**OBJETIVO 1**.
Responda com base no artigo:
(a) Quais grandes editoras brasileiras não são de capital estrangeiro?
(b) Em que país fica a montanha mais alta da África?
(c) O que o oficial da alfândega perguntou a Airton ao saber que ele era brasileiro?

**ARTIGO**.
════════════════
Sul21 – Isso permanece até hoje.
Airton – Sim, estamos numa época em que o mercado livreiro se concentrou nas mãos das grandes redes de livrarias e o mercado editorial se concentrou na mão das editoras estrangeiras. As grandes editoras brasileiras hoje, com a exceção Record e da Saraiva, são de capital estrangeiro. E não sobrou espaço para as pequenas editoras independentes.
Sul21 – Vamos aos livros, qual é a tua proposta?
Airton – A minha proposta como o autor é a mesma que tinha como editor. Levar e disponibilizar conhecimento para as pessoas. Porque eu acho que o acesso ao conhecimento é o maior direito que o ser humano tem, porque só o conhecimento nos liberta, de tudo e de todos, inclusive de nós mesmos. E o instrumento mais fácil de se acessar o conhecimento com profundidade é o livro. O livro é o elemento mais libertador que o ser humano tem, pois nos ensina a pensar e o pensamento liberta. Então, o meu projeto foi unir minha vontade de viajar pelo mundo, que sempre tive, e meu esporte predileto, que é o de escalar montanhas. Tentei viver disso. E achei uma forma de conciliar tudo, que era escrever sobre as minhas expedições pelo mundo. Para meu primeiro livro, de 1997, eu escalei a montanha mais alta da África, que fica na Tanzânia, e voltei de lá com uma história de final feliz, pois consegui chegar ao cume da montanha mais alta da África e uma das mais altas do mundo. E até chegar lá eu vivi uma série de peripécias — fui preso, fui assaltado…
Sul21 – Por que tu foste preso?
Airton – Fui preso porque da África do Sul para Moçambique eu tinha que passar pela Suazilândia, e lá eu peguei carona em uma Kombi. Na fronteira da Suazilândia com Moçambique, o pessoal da Kombi foi preso porque eram pequenos contrabandistas. Eles buscavam na África do Sul essas bugigangas que hoje vamos comprar aqui no Paraguai. Nada sofisticado — levavam conservas, enlatados, leite em pó, sabão em pó, coisas que difíceis de se conseguir em Moçambique. E eu, que peguei carona com esses caras, não tinha a menor ideia disso. E na fronteira foi todo mundo preso, e eu junto. Como eu era estrangeiro, tive um tratamento especial. Quando souberam que eu era brasileiro, um oficial da alfândega perguntou se eu era amigo do Pelé. Eu respondi que era íntimo dele e por isso ele me liberou. Eu escrevi o livro em 1998 e publiquei em 1999. Desde então eu lanço um livro por ano contando as minhas expedições.
════════════════
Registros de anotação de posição
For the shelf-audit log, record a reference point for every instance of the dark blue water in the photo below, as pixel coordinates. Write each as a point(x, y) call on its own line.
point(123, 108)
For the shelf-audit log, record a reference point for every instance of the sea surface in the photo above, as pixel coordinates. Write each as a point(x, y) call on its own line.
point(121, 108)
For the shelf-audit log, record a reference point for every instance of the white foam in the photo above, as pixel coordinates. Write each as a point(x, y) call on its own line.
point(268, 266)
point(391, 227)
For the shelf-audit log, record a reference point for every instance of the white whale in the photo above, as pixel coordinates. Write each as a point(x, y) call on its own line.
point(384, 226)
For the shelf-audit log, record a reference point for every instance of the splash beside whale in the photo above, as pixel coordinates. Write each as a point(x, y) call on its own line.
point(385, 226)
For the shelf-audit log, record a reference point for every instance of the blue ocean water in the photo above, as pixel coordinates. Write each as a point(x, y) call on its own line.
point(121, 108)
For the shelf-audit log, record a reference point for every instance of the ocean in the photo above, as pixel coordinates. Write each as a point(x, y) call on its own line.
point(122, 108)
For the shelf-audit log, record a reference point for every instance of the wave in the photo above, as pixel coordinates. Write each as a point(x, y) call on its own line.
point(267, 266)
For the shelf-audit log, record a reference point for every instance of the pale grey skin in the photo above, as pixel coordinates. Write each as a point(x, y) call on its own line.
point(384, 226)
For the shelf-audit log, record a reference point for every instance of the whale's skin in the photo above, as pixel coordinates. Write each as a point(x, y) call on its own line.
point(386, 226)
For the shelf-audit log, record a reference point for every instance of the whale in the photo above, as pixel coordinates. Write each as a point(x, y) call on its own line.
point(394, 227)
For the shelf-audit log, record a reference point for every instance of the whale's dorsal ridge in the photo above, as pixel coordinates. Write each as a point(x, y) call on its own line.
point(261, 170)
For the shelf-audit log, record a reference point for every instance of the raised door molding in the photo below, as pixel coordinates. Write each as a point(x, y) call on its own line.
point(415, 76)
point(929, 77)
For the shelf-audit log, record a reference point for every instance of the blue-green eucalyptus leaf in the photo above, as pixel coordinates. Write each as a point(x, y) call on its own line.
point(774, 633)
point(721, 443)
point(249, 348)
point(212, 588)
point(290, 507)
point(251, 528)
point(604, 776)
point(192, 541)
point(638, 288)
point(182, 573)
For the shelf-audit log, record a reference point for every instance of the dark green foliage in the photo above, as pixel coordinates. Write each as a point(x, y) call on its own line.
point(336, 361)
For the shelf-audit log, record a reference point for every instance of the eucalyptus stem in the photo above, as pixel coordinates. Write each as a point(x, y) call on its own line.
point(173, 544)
════════════════
**OBJETIVO 2**.
Nas linhas de anotação de posição, da linha que contém "the whale's dorsal" até o fim delas, troque "shelf-audit log" por "stock-check log". Reescreva somente essas linhas, sem nenhuma outra alteração.

**RESULTADO DO EXERCÍCIO 1**.
(a) A Record e a Saraiva.
(b) Na Tanzânia.
(c) Perguntou se ele era amigo do Pelé.

**RESULTADO DO EXERCÍCIO 2**.
For the stock-check log, record a reference point for every instance of the whale's dorsal ridge in the photo above, as pixel coordinates. Write each as a point(x, y) call on its own line.
point(261, 170)
For the stock-check log, record a reference point for every instance of the raised door molding in the photo below, as pixel coordinates. Write each as a point(x, y) call on its own line.
point(415, 76)
point(929, 77)
For the stock-check log, record a reference point for every instance of the blue-green eucalyptus leaf in the photo above, as pixel coordinates. Write each as a point(x, y) call on its own line.
point(774, 633)
point(721, 443)
point(249, 348)
point(212, 588)
point(290, 507)
point(251, 528)
point(604, 776)
point(192, 541)
point(638, 288)
point(182, 573)
For the stock-check log, record a reference point for every instance of the dark green foliage in the photo above, as pixel coordinates. Write each as a point(x, y) call on its own line.
point(336, 361)
For the stock-check log, record a reference point for every instance of the eucalyptus stem in the photo above, as pixel coordinates. Write each as a point(x, y) call on its own line.
point(173, 544)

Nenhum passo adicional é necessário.